▸ **SUPPLIED TEXT**:
Surprise surprise, Belarus, which never had any economic reforms, is on the high end. I was pretty surprised to read the stuff on Kazakhstan.
Chris Doss The Russia Journal
Trud No. 210 November 20 (?), 2001 [translation from RIA Novosti for personal use only] POST-SOVIET REPUBLICS HAVE DIFFERENT LIVING STANDARDS By Vitaly GOLOVACHEV, Trud political analyst
The Soviet Union's disintegration was announced December 8, 1991, that is, almost 10 years ago. Consequently, 12 Soviet republics became independent states, subsequently merging into the Commonwealth of Independent States (CIS). They had different "jump-off positions" that were determined by economic-development levels, the role of republican economies in the entire system of nationwide co-production arrangements, specific features of the social sphere, minerals, other natural resources, education standards, national mentalities, as well as by local customs and traditions. National-development models also played a really important part in this context.

▸ **SET PROBLEM A**:
Answer these questions using the text on post-Soviet living standards:
(i) Which country does the opening comment say never had any economic reforms?
(ii) On what date was the Soviet Union's disintegration announced?
(iii) How many Soviet republics became independent states?
▸ **SET PROBLEM B**: From the text on post-Soviet living standards, extract the passage from "Chris Doss The" to "in this context." word for word.
The data after this point comes from a separate source.

▸ **SUPPLIED DATA**:
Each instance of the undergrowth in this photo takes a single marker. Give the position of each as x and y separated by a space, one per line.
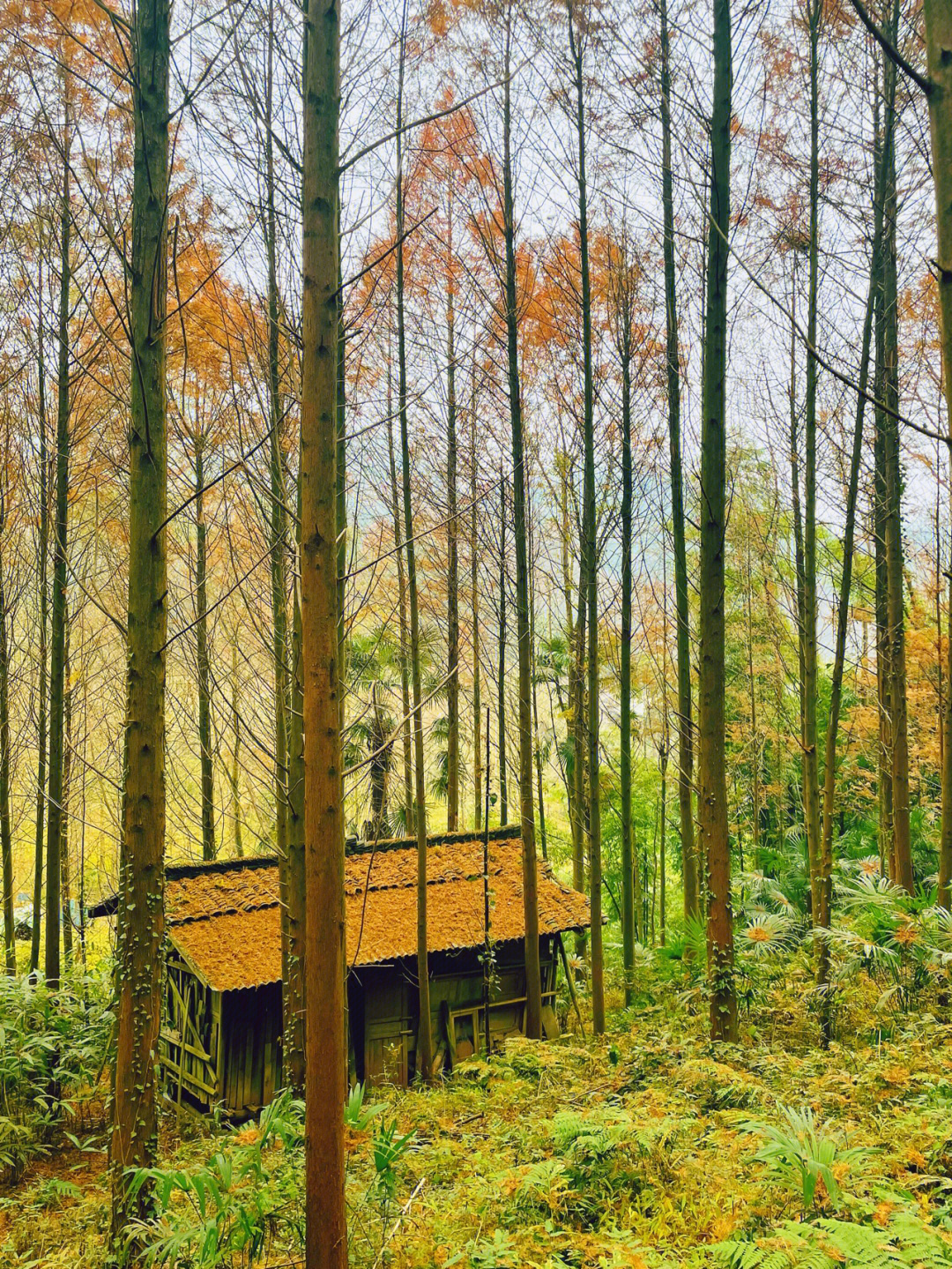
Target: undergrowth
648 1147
...
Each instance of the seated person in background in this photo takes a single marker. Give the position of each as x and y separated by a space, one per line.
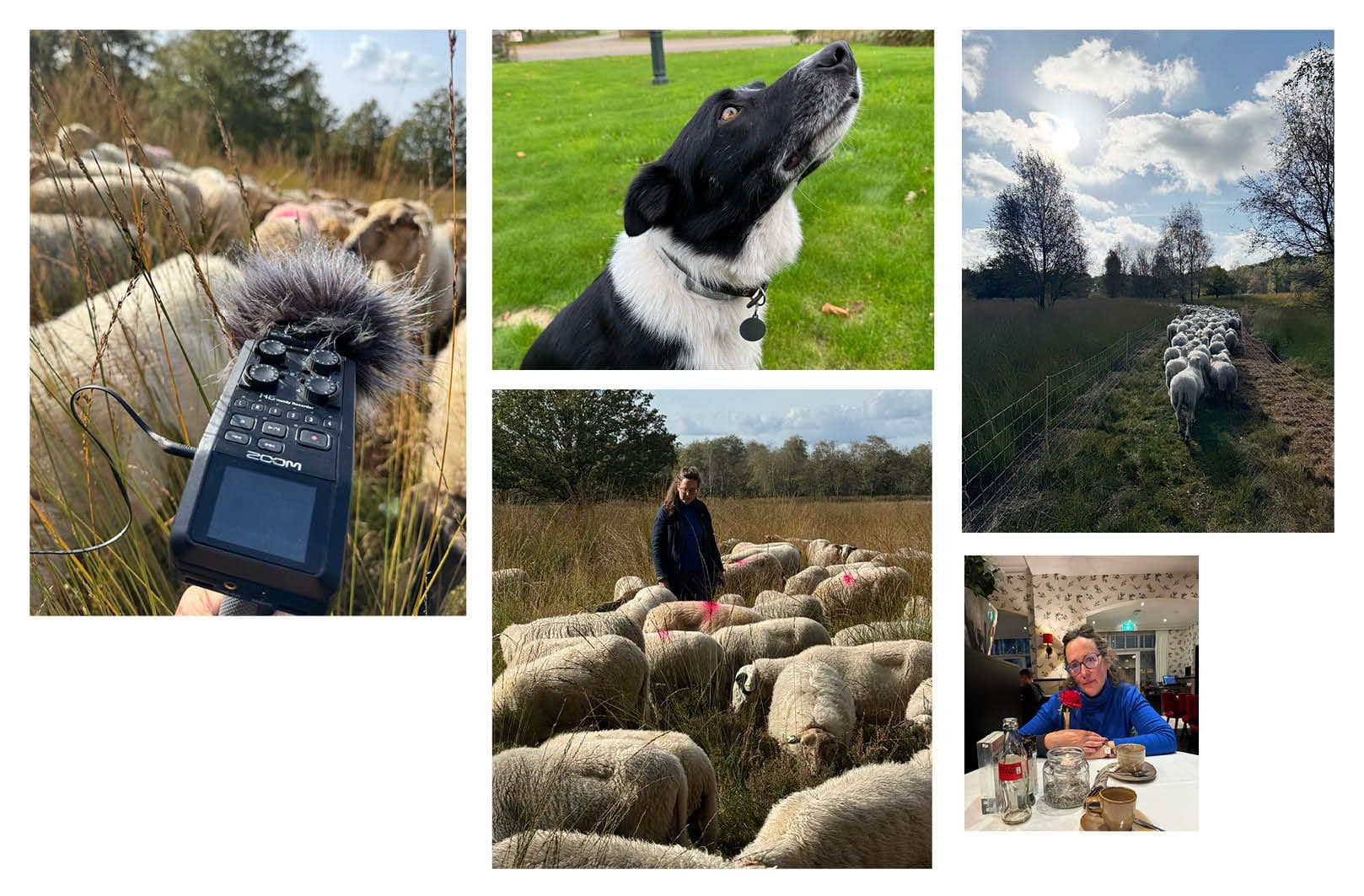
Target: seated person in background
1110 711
* * *
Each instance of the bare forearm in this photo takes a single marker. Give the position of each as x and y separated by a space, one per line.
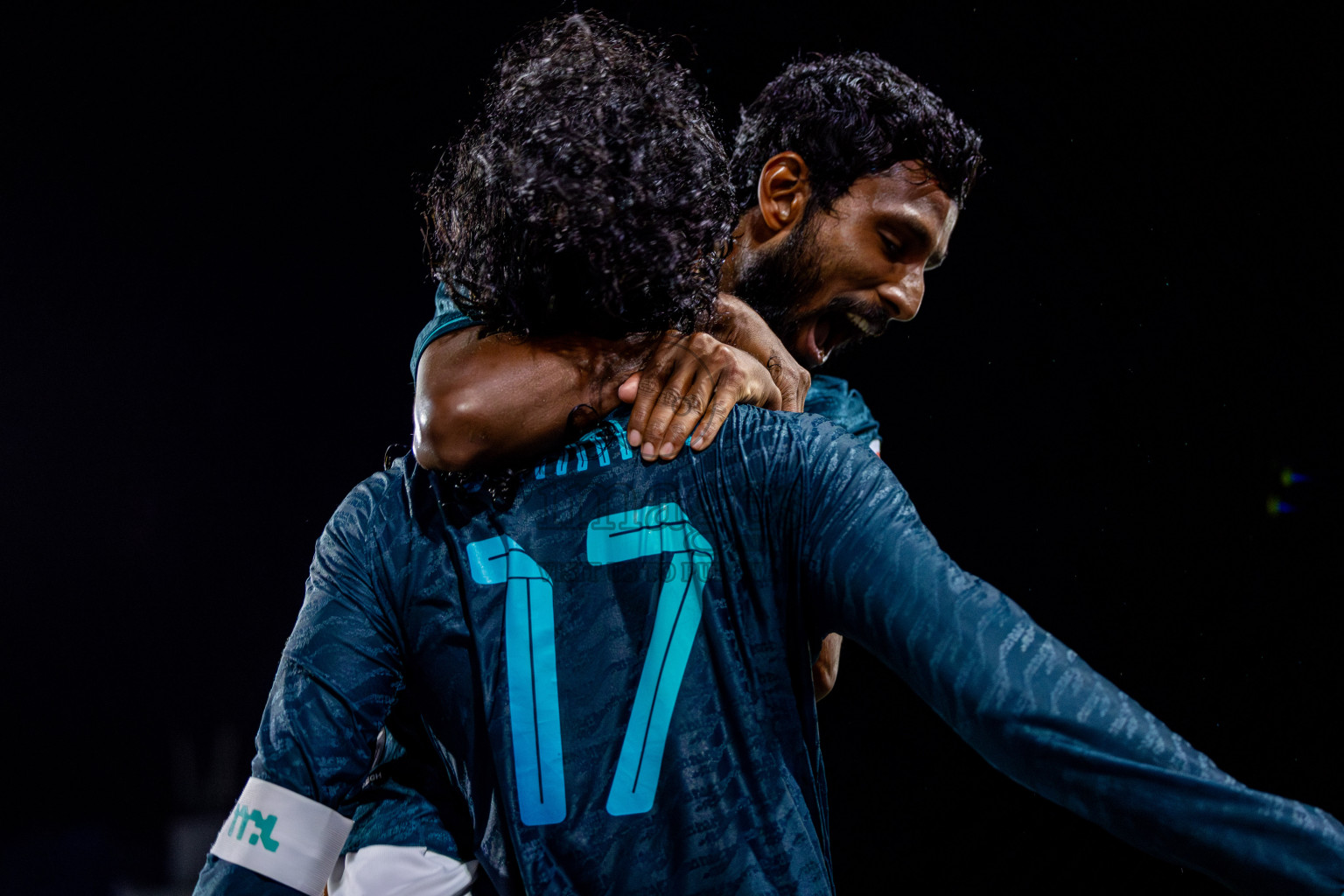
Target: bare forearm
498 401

▸ **FULL ANSWER A**:
(i) Belarus
(ii) December 8, 1991
(iii) 12

▸ **FULL ANSWER B**:
Chris Doss The Russia Journal
Trud No. 210 November 20 (?), 2001 [translation from RIA Novosti for personal use only] POST-SOVIET REPUBLICS HAVE DIFFERENT LIVING STANDARDS By Vitaly GOLOVACHEV, Trud political analyst
The Soviet Union's disintegration was announced December 8, 1991, that is, almost 10 years ago. Consequently, 12 Soviet republics became independent states, subsequently merging into the Commonwealth of Independent States (CIS). They had different "jump-off positions" that were determined by economic-development levels, the role of republican economies in the entire system of nationwide co-production arrangements, specific features of the social sphere, minerals, other natural resources, education standards, national mentalities, as well as by local customs and traditions. National-development models also played a really important part in this context.